=== Provided text ===
================================

I want so much to put my art into the world, to share all that stuff that resides inside each of us and that for me falls somewhere between poetry, prose and prayer.
But I also want to disappear from the earth, to take refuge in a singular devotion, like the nuns who ran the home for the children that I played with in my motherland.
Part of me wants to wield policy and paperwork, to reorganize the resources that have been woefully congested (stolen) over centuries.
Yet much of me wants simply to fall asleep under the stars with a child’s hand in my own.
I want so much of everything. Do I? Or is it that I live in a world where women are expected to be everything, and doctors are expected to be everything, and I am in the process of becoming both?
There’s that clichéd quote, too often cited in graduation speeches and inspirational office kitsch: Do not ask what the world needs. Ask what makes you come alive, and go do it. Because what the world needs is people who have come alive. This saying has never sat well with me. Yes, we should follow the callings that make us come alive. But we should always, always be asking what the world needs.

================================

=== Saved entries ===
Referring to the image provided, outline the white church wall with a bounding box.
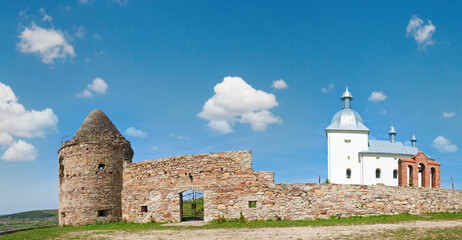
[327,131,368,184]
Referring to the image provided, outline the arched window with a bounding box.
[347,168,351,178]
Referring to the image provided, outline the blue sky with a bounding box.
[0,0,462,214]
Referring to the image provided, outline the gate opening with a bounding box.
[180,190,204,221]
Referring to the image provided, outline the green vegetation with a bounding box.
[183,197,204,221]
[0,210,58,232]
[0,210,58,221]
[0,212,462,240]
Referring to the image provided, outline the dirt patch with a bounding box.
[64,220,462,240]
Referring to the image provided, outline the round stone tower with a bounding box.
[58,110,133,225]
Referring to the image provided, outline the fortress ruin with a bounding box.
[58,110,462,225]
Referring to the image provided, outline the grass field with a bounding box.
[0,212,462,239]
[0,210,58,232]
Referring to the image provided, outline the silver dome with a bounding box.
[327,108,369,131]
[326,87,369,131]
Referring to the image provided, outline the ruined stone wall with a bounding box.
[122,151,462,222]
[58,136,133,225]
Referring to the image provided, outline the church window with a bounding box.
[141,206,148,212]
[346,168,351,178]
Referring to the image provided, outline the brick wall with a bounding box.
[122,151,462,222]
[58,138,133,225]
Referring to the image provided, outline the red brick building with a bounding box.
[398,149,440,188]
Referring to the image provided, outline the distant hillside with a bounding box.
[0,209,58,220]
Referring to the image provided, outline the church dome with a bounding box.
[326,87,369,131]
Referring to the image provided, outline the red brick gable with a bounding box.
[398,149,440,188]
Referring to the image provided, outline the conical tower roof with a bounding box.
[74,109,122,139]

================================

=== Task instructions ===
A. In the essay about wanting to be everything, who ran the home for the children the writer played with?
B. Carry on the essay about wanting to be everything, picking up right after its last sentence.
The records have no part in this work.

=== Answers to each task ===
A. Nuns ran it.

B.
Oh, but the world’s need is bottomless. The world needs greater food security, and it needs access to life-saving medications, and it needs a sustainable energy source, and it needs people who will devote themselves to these ends. What need is there for this medical student’s words and reflections, therapeutic for me, with only the hopes of touching another?
I am afraid that at the end of the day, following my heart means changing a few lives and enriching my own but that I will look back and realize I did nothing to affect change on a larger level, or that I did not even try.
There is so much work I want to do if I am to rest empty-handed at the end of this life. So much need, so much work. Yet I find myself avoiding my biochemistry books and curling up into my covers, listening to the rain.